— TASK DIRECTIONS —
Output every line below verbatim, with each character, space, and line break unchanged.

____ RAW RECORDS

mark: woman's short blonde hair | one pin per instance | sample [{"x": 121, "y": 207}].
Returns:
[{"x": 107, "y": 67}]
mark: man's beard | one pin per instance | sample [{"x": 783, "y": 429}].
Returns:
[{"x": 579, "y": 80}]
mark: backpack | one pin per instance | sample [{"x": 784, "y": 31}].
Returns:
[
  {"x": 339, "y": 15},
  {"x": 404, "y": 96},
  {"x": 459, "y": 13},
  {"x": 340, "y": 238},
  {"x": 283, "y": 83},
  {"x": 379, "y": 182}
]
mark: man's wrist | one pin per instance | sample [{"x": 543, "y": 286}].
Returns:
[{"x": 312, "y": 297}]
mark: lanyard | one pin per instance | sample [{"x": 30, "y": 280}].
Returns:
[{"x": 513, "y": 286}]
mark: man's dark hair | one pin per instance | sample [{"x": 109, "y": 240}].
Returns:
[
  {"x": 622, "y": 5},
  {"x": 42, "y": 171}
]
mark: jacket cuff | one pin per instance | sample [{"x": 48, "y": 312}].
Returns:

________

— REPLY —
mark: woman's short blonde hair | one pin per instance | sample [{"x": 121, "y": 207}].
Returns:
[{"x": 107, "y": 67}]
mark: man's beard | one pin per instance | sample [{"x": 783, "y": 429}].
Returns:
[{"x": 579, "y": 80}]
mark: backpack | one pin per instance | sample [{"x": 784, "y": 31}].
Returns:
[
  {"x": 339, "y": 15},
  {"x": 404, "y": 96},
  {"x": 459, "y": 13},
  {"x": 340, "y": 238},
  {"x": 283, "y": 83},
  {"x": 379, "y": 182}
]
mark: man's wrist | one pin per instance | sample [{"x": 543, "y": 286}].
Returns:
[{"x": 312, "y": 297}]
mark: lanyard | one pin per instance | sample [{"x": 30, "y": 280}].
Returns:
[{"x": 513, "y": 286}]
mark: man's dark hair | one pin per instance | sample [{"x": 109, "y": 240}].
Returns:
[
  {"x": 622, "y": 5},
  {"x": 42, "y": 171}
]
mark: jacket cuff | one pin per instance | sample [{"x": 48, "y": 312}].
Returns:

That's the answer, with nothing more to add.